- [OBJECTIVE A]: Please pull out every line of the records from the data collection and reproduce each one without any change.

== PASSAGE TO READ

The Cold War was costly in treasure and in blood (the most obvious examples being the wars in Korea and Vietnam). America bears significant responsibility for heightening postwar tensions with the Soviet Union and transforming what ought to have been a traditional great-power rivalry based on mutual recognition of spheres of influence into the intense ideological rivalry it became. During the Cold War, U.S. leaders engaged in threat inflation and overhyped Soviet power. Some leading policy makers and commentators at the time—notably Kennan and prominent journalist Walter Lippmann—warned against the increasingly global and militarized nature of America’s containment strategy, fearing that the United States would become overextended if it attempted to parry Soviet or communist probes everywhere. President Dwight Eisenhower also was concerned about the Cold War’s costs, the burden it imposed on the U.S. economy and the threat it posed to the very system of government that the United States was supposed to be defending. Belief in the universality of American values and ideals was at the heart of U.S. containment strategy during most of the Cold War, and the determination to vindicate its model of political, economic and social development is what caused the United States to stumble into the disastrous Vietnam War.

====
== EXERCISE INPUT

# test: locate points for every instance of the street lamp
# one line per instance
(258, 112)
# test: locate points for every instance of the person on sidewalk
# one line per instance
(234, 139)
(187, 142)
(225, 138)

====

- [OBJECTIVE B]: In the Cold War passage, which prominent journalist joined Kennan in warning against America's increasingly global and militarized containment strategy?

- [TASK RESPONSE A]:
# test: locate points for every instance of the street lamp
# one line per instance
(258, 112)
# test: locate points for every instance of the person on sidewalk
# one line per instance
(234, 139)
(187, 142)
(225, 138)

- [TASK RESPONSE B]: Walter Lippmann